STATED PROBLEM:
Reformat every line of the listing below as a numbered list, skipping blank lines and omitting the picture.

DATA SUPPLIED:

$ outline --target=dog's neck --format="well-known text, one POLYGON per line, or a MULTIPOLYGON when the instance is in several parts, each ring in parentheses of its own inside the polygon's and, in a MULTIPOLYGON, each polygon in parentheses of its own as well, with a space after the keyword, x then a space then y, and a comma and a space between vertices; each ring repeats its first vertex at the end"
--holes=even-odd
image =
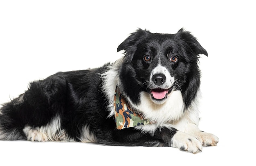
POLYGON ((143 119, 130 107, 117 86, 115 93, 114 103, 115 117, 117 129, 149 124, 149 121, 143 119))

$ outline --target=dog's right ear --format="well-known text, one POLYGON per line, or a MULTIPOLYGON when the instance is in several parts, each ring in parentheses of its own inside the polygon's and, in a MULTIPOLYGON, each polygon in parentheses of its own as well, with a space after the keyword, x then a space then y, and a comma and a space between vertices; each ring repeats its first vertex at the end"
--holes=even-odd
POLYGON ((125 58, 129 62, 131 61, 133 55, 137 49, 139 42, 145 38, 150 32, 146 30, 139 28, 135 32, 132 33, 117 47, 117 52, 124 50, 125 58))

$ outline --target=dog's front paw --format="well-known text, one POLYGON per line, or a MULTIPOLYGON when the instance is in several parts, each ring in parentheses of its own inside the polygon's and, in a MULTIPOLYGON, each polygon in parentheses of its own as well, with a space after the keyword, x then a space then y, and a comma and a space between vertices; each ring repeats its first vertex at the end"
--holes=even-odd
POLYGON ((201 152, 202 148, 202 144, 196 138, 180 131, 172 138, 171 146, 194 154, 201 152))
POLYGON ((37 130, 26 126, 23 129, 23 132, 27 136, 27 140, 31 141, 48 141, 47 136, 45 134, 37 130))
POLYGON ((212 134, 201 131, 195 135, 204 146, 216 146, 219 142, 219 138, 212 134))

RESULT OF THE EXERCISE:
1. $ outline --target=dog's neck --format="well-known text, one POLYGON per line, or a MULTIPOLYGON when the instance is in several parts, each ring in parentheses of its own inside the polygon's and, in a MULTIPOLYGON, each polygon in parentheses of its own as well, with a space after the keyword, x then a space then y, and a comma and a space between vertices; each ring repeats its first vertex at the end"
2. --holes=even-odd
3. image =
4. POLYGON ((143 119, 130 107, 117 86, 115 93, 114 103, 115 117, 117 129, 149 124, 149 121, 143 119))
5. $ outline --target=dog's right ear --format="well-known text, one POLYGON per line, or a MULTIPOLYGON when the instance is in several parts, each ring in parentheses of its own inside the polygon's and, in a MULTIPOLYGON, each polygon in parentheses of its own as well, with a space after the keyword, x then a space then y, and a comma and a space between vertices; each ring repeats its first vertex at the end"
6. --holes=even-odd
7. POLYGON ((125 58, 129 62, 131 61, 133 55, 137 49, 139 42, 145 38, 150 32, 146 30, 139 28, 135 32, 132 33, 117 47, 117 52, 124 50, 125 58))
8. $ outline --target=dog's front paw --format="well-known text, one POLYGON per line, or a MULTIPOLYGON when the instance is in several parts, each ring in parentheses of its own inside the polygon's and, in a MULTIPOLYGON, each polygon in parentheses of its own as well, with a space after the keyword, x then a space then y, and a comma and a space between vertices; each ring repeats its first vertex at the end"
9. --holes=even-odd
10. POLYGON ((201 152, 202 148, 202 144, 196 138, 180 131, 172 138, 171 146, 194 154, 201 152))
11. POLYGON ((37 130, 26 126, 23 129, 23 132, 27 136, 27 140, 31 141, 48 141, 47 136, 45 134, 37 130))
12. POLYGON ((212 134, 201 131, 195 135, 204 146, 216 146, 219 142, 219 138, 212 134))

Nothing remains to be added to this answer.